** DATASET EXCERPTS follows **
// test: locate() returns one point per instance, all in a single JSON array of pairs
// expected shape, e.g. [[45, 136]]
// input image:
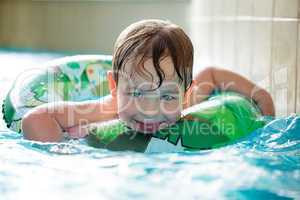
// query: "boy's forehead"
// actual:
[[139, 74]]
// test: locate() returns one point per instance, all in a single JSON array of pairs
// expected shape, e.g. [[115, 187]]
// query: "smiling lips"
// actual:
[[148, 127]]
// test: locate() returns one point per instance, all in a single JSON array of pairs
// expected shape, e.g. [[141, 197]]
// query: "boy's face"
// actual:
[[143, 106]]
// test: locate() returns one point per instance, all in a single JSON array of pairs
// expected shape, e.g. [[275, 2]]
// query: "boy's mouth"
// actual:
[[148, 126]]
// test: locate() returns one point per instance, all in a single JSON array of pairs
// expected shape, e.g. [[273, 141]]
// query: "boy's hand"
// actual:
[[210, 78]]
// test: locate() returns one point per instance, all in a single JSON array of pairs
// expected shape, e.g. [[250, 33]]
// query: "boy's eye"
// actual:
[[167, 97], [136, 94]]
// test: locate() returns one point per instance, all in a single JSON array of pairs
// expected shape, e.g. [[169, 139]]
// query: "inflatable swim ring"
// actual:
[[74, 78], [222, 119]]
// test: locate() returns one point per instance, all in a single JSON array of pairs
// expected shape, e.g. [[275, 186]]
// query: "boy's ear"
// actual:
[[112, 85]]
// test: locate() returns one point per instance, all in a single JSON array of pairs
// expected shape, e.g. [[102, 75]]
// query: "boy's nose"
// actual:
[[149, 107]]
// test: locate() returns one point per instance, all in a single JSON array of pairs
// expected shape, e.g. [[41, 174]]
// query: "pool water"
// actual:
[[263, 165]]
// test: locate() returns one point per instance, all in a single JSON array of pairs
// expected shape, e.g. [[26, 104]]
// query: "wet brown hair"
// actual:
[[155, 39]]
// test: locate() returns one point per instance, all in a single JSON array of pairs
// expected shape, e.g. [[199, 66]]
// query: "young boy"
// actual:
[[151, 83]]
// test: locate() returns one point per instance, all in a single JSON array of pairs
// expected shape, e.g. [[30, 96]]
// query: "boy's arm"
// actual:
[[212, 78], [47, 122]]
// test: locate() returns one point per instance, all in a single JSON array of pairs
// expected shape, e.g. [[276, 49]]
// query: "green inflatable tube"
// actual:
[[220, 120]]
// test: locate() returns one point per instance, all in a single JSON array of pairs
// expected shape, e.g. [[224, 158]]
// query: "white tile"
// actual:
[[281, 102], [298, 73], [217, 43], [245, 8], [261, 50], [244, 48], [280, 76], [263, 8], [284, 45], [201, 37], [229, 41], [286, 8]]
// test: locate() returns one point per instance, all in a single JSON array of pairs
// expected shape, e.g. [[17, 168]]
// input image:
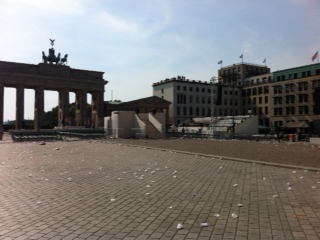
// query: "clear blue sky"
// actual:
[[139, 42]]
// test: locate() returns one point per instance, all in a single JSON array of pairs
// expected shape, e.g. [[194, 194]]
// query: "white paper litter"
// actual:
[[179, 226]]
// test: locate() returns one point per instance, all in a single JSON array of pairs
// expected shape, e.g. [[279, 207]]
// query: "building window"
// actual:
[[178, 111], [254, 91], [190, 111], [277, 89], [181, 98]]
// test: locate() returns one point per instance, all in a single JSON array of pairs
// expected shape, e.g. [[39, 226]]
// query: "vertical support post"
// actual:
** End of DATASET EXCERPTS **
- **WORK INSTRUCTION**
Each record should be written out exactly, and each image should be omitted.

- **RESPONSE AREA**
// test: locate() returns one point per instance, all in a single JSON array of pairs
// expected shape, e.g. [[45, 136]]
// input image:
// query: "boy's forehead"
// actual:
[[139, 74]]
// test: locate() returns one point per instance, all in a single JSON array of pairs
// expected shape, e.g. [[115, 187]]
// query: "smiling lips"
// actual:
[[148, 127]]
// test: locate() returns one point per instance, all in a single JSON array of pairs
// expected shape, e.g. [[141, 197]]
// query: "boy's face"
// actual:
[[143, 106]]
// test: locate() returns one point per instance, all in a single JSON array of pairs
// expected shape, e.g. [[275, 2]]
// query: "boy's mouth"
// actual:
[[148, 126]]
// test: locate() returns one point per instance, all in a single JSON array of pairs
// expected shape, e.g. [[273, 141]]
// query: "boy's hand"
// actual:
[[210, 78]]
// test: locate() returns one point per instance, all in a single JSON array of pairs
// expected shape, e.g. [[250, 33]]
// query: "boy's eye"
// actual:
[[167, 97], [136, 94]]
// test: locate() returns one point per instance, all in a single JSON array of pairs
// expected shape, e.g. [[169, 139]]
// query: "inflatable swim ring"
// actual:
[[74, 78], [222, 119]]
// test: locate() returns one point per instance, all in a single JSON array of pairs
// expected shape, e.g. [[275, 186]]
// query: "boy's ear"
// actual:
[[112, 85]]
// test: locate() returns one point per instance, all in a single JSON array of pairs
// expected shape, e.g. [[102, 75]]
// query: "boy's nose"
// actual:
[[149, 107]]
// test: locate() returns one point per instance, all in a single JSON array of pairs
// expected shape, e.g. [[41, 174]]
// query: "pool water"
// actual:
[[263, 165]]
// test: locate() returns one point per instance, all in a single JSON array of pairs
// expected shape, e.g. [[26, 104]]
// query: "wet brown hair"
// actual:
[[155, 39]]
// test: locate() returns one point per instance, all in a single JSON array of pairs
// expected shape, e.g. [[199, 66]]
// query: "young boy"
// actual:
[[151, 83]]
// test: locate() returns one point per instance, all in a single JSON array of pairs
// expected shape, e.g. [[30, 96]]
// query: "boy's arm"
// actual:
[[212, 78], [47, 122]]
// test: locate() returns one point per instance, all in a single JSON array of pairs
// expected shape, e.g. [[276, 49]]
// query: "green inflatable tube"
// actual:
[[220, 120]]
// test: locate() returns one point per instance, all in a single JSON array of pairs
// expected shape, e.g. [[224, 158]]
// query: "white tile"
// actual:
[[281, 102], [298, 73], [217, 43], [245, 8], [261, 50], [244, 48], [280, 76], [263, 8], [284, 45], [201, 37], [229, 41], [286, 8]]
// test: locate() returns one point per instance, all in a single JSON array of pairs
// expected shape, e.g. [[17, 168]]
// input image:
// query: "clear blue sky"
// actual:
[[139, 42]]
// test: locate() returns one point per instance, all in a single JSON array of pairs
// expected shape, e.g. [[194, 194]]
// query: "white paper litter"
// actual:
[[179, 226]]
// test: locate() returns one point per instance, all in a single JSON array of pairs
// expected shape, e.g. [[279, 207]]
// query: "building window"
// actual:
[[178, 111], [254, 91], [190, 111], [277, 89], [181, 98]]
// test: locate() returns one point per instance, all in a single JSON array of pairs
// expected shape, e.g. [[39, 226]]
// query: "vertical support post"
// actual:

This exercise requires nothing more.